Find each line in the data below that contains the string "beard", and copy those lines in full.
########
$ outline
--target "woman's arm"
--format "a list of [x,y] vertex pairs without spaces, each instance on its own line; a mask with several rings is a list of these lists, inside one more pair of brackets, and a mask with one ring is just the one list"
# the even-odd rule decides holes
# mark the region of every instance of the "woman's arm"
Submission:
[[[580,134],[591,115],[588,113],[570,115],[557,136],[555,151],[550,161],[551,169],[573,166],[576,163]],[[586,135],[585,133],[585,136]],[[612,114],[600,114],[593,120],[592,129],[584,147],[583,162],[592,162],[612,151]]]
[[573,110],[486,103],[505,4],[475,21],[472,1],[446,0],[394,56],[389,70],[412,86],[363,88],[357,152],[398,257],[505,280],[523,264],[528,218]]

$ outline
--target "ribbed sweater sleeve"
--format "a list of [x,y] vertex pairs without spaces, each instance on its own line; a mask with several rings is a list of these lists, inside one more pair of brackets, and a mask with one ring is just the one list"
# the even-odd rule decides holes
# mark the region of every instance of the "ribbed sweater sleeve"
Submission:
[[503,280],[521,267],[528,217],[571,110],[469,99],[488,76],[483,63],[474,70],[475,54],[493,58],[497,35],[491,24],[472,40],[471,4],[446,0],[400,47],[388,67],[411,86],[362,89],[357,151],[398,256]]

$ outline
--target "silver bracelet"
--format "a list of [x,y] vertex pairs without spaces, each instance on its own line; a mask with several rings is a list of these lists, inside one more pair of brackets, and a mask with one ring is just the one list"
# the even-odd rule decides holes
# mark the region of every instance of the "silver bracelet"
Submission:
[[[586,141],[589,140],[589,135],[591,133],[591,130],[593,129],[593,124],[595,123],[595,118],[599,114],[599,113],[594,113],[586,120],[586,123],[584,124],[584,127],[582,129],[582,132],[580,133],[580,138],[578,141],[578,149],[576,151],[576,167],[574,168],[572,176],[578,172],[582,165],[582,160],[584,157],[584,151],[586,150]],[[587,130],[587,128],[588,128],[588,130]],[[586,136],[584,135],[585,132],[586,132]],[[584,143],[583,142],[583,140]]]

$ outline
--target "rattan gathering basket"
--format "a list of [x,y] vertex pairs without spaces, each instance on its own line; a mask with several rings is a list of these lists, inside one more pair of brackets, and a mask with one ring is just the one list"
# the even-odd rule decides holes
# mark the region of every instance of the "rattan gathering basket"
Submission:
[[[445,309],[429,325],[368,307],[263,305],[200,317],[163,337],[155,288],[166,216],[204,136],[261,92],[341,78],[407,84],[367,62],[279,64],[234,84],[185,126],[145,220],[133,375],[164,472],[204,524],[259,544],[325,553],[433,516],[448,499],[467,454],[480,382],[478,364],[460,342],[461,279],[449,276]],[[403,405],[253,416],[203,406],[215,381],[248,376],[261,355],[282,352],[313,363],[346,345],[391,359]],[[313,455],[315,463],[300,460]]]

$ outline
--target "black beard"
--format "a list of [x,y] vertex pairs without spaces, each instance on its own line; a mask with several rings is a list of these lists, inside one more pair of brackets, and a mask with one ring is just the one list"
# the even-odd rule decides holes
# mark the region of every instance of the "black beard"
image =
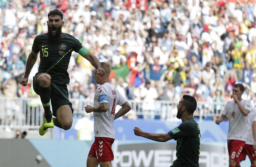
########
● RESULT FOR THIS TASK
--target "black beard"
# mark the region of every instance of the "black beard"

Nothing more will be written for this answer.